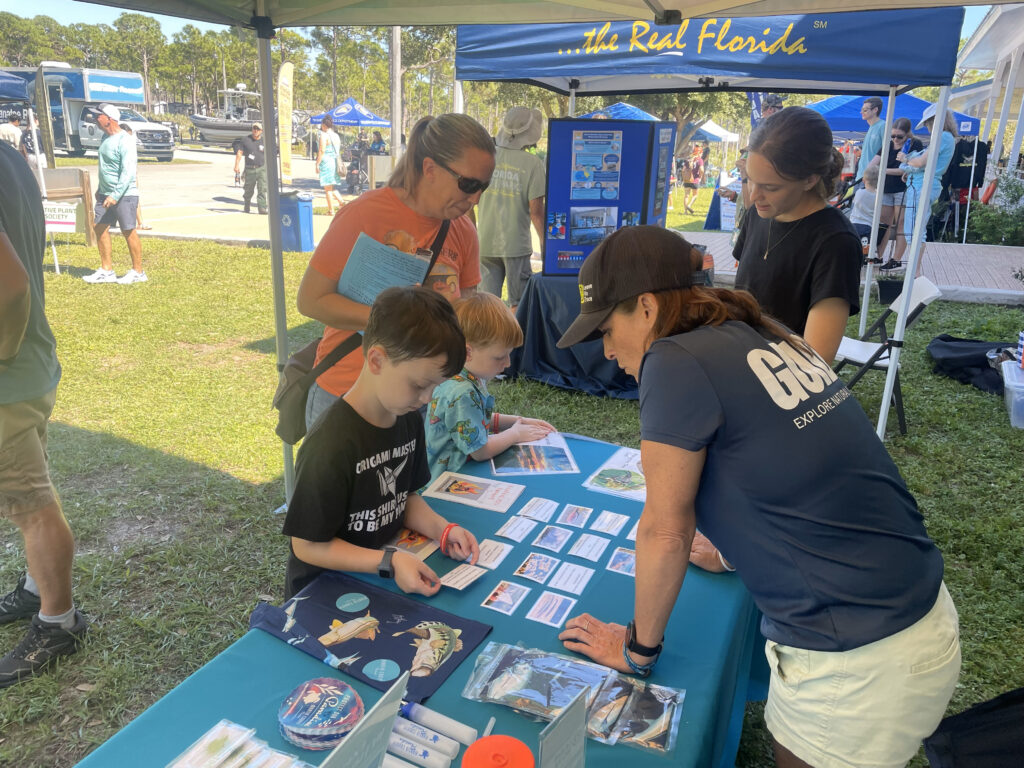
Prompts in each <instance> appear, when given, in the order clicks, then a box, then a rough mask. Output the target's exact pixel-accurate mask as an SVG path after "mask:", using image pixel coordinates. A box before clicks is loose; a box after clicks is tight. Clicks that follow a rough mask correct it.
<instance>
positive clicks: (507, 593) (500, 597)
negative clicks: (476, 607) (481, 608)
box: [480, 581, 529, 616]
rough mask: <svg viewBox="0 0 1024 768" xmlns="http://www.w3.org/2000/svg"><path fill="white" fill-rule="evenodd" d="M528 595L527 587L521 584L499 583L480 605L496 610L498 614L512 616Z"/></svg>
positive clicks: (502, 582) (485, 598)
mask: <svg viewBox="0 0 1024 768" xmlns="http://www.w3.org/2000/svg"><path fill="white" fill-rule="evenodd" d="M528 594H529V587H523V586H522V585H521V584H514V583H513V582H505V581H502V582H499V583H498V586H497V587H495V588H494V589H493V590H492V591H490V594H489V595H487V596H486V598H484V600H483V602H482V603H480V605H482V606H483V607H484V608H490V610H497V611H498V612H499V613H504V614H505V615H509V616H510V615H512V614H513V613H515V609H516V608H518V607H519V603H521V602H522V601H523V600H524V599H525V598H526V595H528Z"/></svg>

● ● ● ● ● ● ●

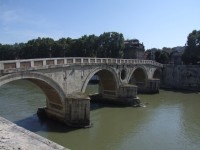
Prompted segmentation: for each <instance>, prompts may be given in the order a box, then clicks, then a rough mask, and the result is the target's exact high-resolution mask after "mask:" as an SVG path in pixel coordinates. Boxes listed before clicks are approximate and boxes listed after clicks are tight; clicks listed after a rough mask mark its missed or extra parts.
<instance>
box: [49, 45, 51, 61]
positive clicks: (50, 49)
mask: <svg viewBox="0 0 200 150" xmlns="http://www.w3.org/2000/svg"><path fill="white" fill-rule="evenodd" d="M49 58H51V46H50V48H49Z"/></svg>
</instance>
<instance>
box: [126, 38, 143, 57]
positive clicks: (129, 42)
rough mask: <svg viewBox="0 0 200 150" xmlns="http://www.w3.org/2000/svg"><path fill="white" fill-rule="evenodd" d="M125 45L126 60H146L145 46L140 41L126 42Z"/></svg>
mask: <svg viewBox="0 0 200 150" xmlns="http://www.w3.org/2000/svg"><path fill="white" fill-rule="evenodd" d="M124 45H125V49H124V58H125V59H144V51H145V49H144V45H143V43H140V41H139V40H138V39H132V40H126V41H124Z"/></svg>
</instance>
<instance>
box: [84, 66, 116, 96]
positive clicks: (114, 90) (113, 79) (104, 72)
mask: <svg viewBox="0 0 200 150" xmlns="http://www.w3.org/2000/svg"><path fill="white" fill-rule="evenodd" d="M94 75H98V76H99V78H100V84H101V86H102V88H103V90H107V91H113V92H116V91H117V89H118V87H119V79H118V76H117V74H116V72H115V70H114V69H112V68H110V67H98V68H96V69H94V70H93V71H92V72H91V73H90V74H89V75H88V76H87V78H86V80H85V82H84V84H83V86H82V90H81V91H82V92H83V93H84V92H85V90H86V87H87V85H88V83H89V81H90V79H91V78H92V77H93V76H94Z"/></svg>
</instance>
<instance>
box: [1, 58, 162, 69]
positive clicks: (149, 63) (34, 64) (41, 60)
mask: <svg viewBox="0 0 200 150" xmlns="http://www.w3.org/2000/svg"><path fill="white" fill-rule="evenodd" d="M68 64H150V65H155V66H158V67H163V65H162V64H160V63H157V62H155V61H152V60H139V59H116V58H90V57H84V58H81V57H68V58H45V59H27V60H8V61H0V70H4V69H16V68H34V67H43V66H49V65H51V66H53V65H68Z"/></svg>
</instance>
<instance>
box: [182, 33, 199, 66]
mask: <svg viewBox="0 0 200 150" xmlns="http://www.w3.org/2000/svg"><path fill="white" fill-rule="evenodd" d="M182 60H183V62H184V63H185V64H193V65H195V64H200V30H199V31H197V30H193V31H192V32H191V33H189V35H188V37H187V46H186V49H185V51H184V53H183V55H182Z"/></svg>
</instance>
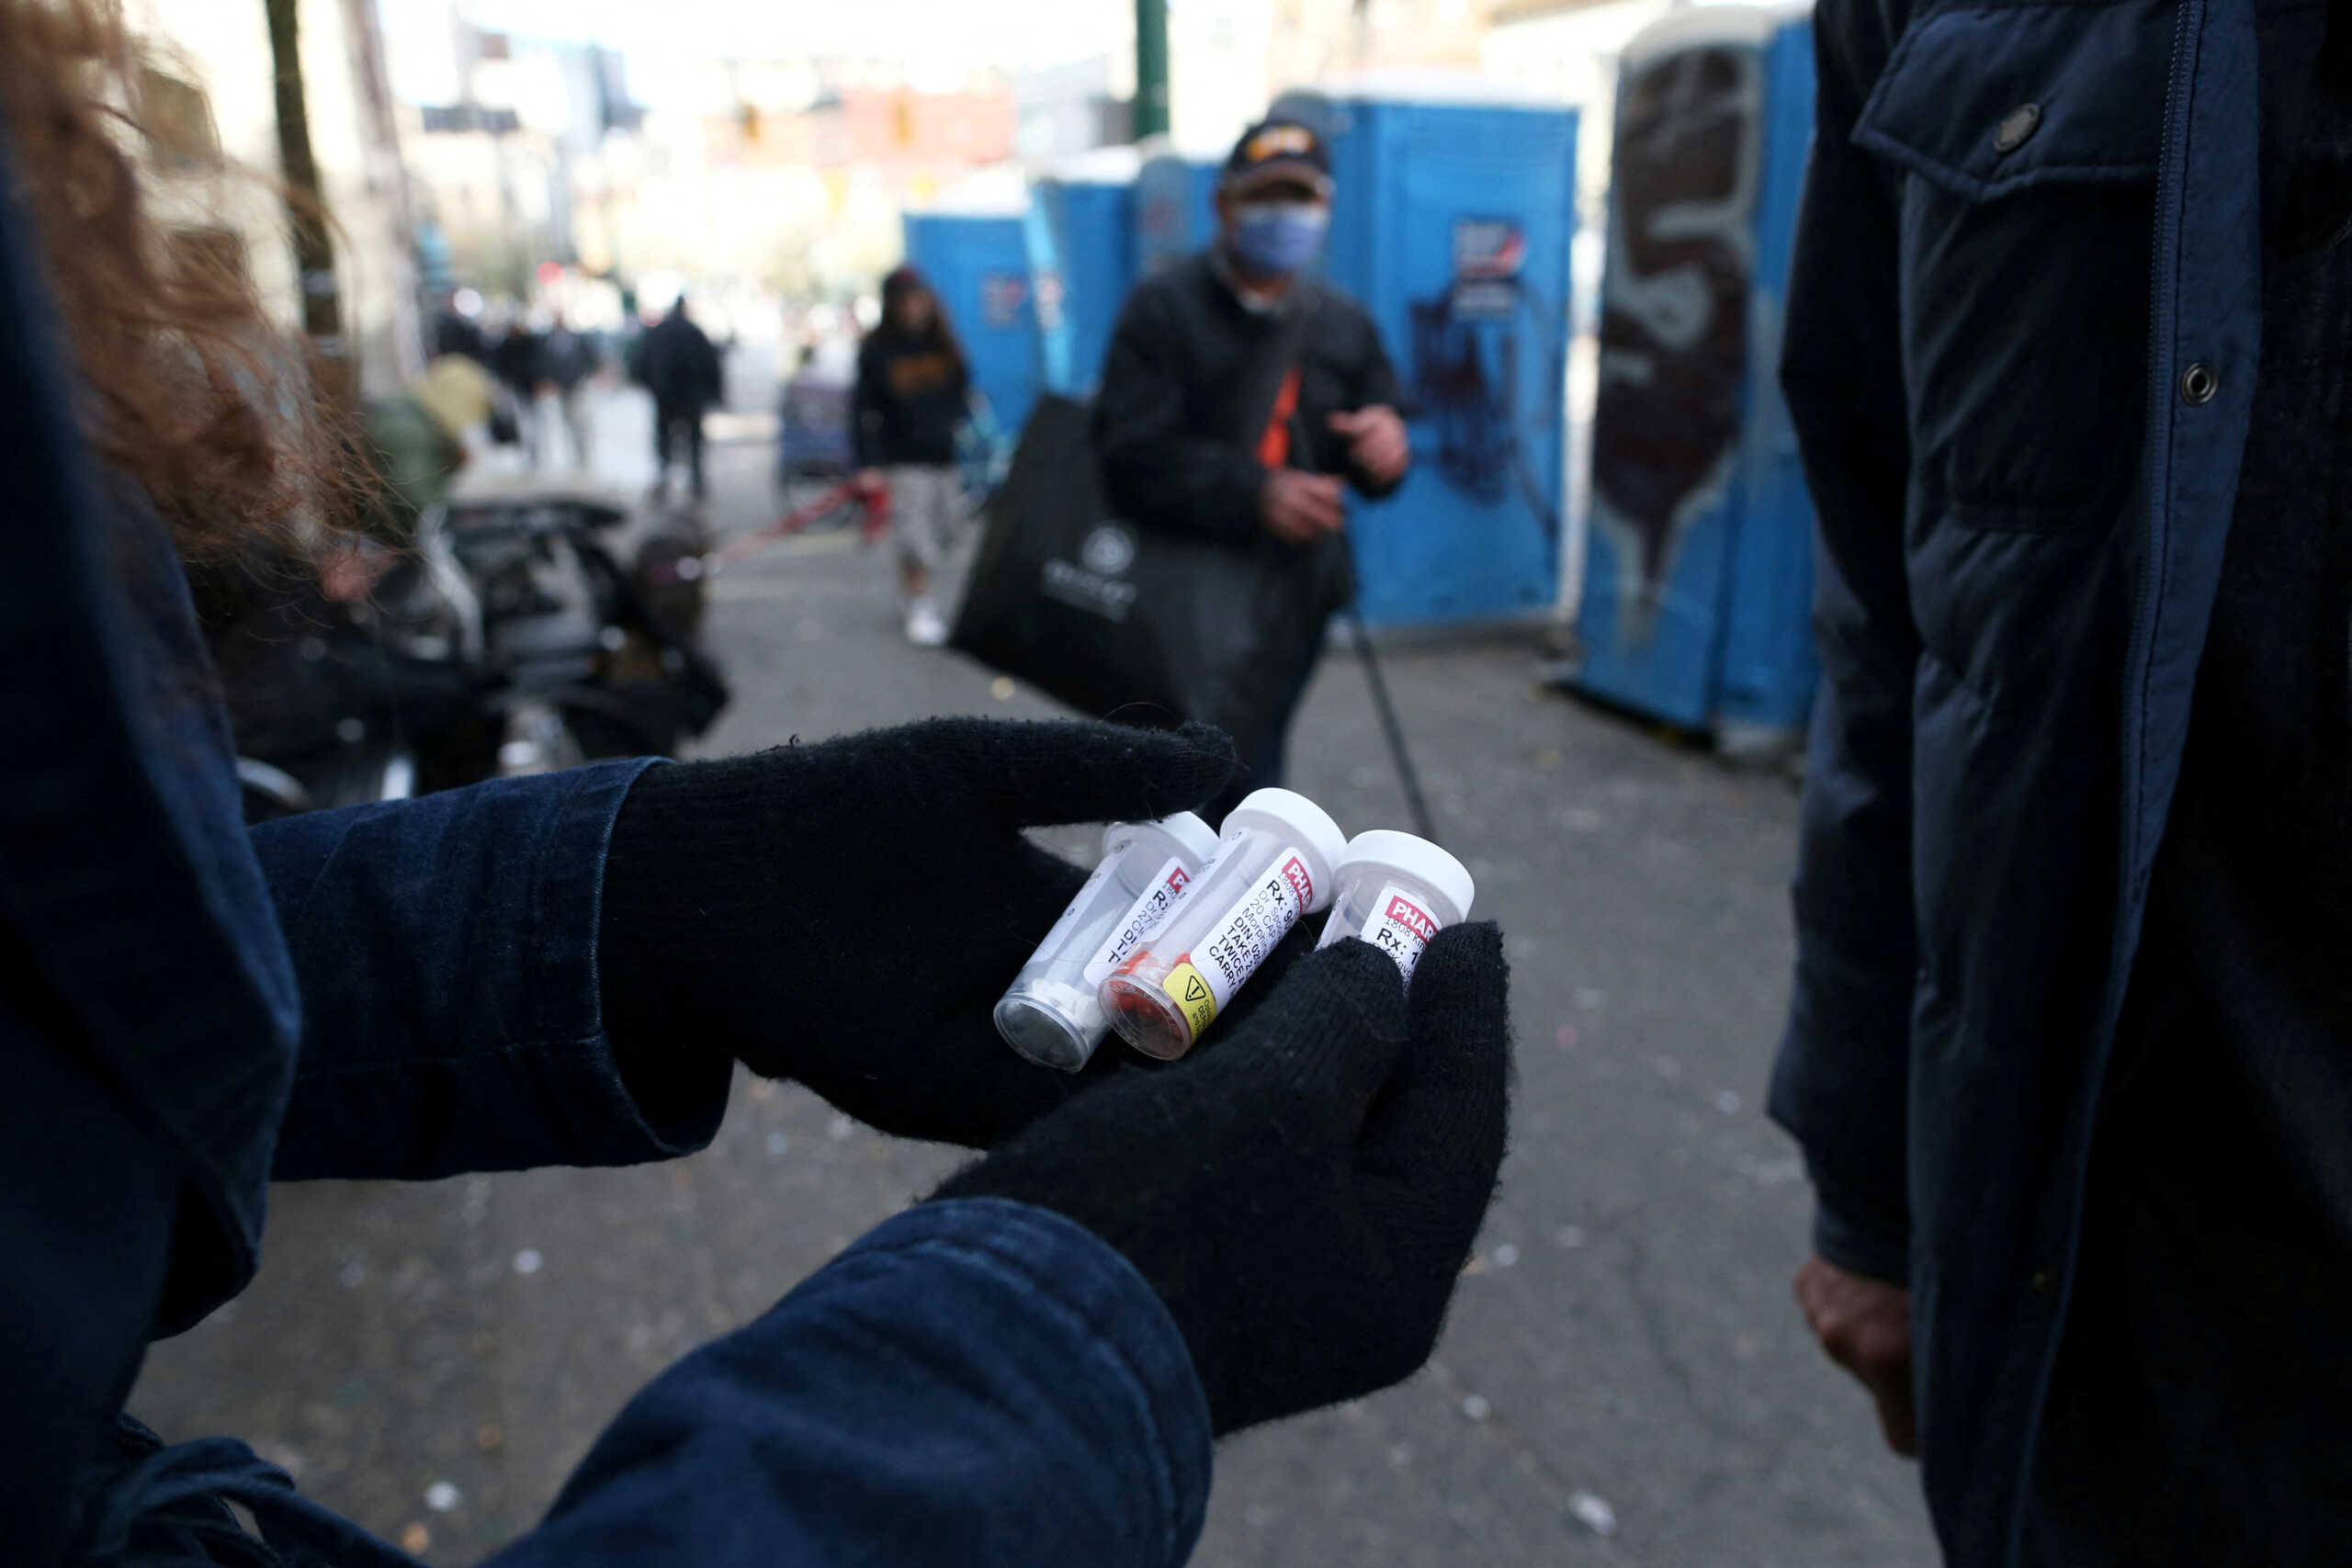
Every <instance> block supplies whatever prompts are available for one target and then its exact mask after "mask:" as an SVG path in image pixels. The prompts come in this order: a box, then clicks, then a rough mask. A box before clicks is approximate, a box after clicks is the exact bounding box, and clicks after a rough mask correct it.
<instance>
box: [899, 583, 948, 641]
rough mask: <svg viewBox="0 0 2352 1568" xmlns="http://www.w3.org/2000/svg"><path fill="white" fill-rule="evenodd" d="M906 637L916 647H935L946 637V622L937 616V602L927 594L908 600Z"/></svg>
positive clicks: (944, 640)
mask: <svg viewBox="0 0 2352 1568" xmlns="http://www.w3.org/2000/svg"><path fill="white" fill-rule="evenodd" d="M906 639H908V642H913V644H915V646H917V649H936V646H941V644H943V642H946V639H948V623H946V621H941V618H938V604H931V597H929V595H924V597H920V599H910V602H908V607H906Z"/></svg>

● ● ● ● ● ● ●

## Work instruction
Go to the line in the material above that contains "positive clicks: (50, 49)" and copy exactly from there through the line that contains "box: [84, 66, 116, 96]", stopping after it.

## Exercise answer
positive clicks: (50, 49)
mask: <svg viewBox="0 0 200 150" xmlns="http://www.w3.org/2000/svg"><path fill="white" fill-rule="evenodd" d="M49 58H51V46H50V48H49Z"/></svg>
</instance>
<instance>
box: [126, 38, 143, 57]
positive clicks: (129, 42)
rough mask: <svg viewBox="0 0 200 150" xmlns="http://www.w3.org/2000/svg"><path fill="white" fill-rule="evenodd" d="M125 45L126 60H146L145 46L140 41L126 42Z"/></svg>
mask: <svg viewBox="0 0 200 150" xmlns="http://www.w3.org/2000/svg"><path fill="white" fill-rule="evenodd" d="M124 45H125V49H124V58H125V59H144V51H145V49H144V45H143V43H140V41H139V40H138V39H132V40H126V41H124Z"/></svg>
</instance>
<instance>
box: [84, 66, 116, 96]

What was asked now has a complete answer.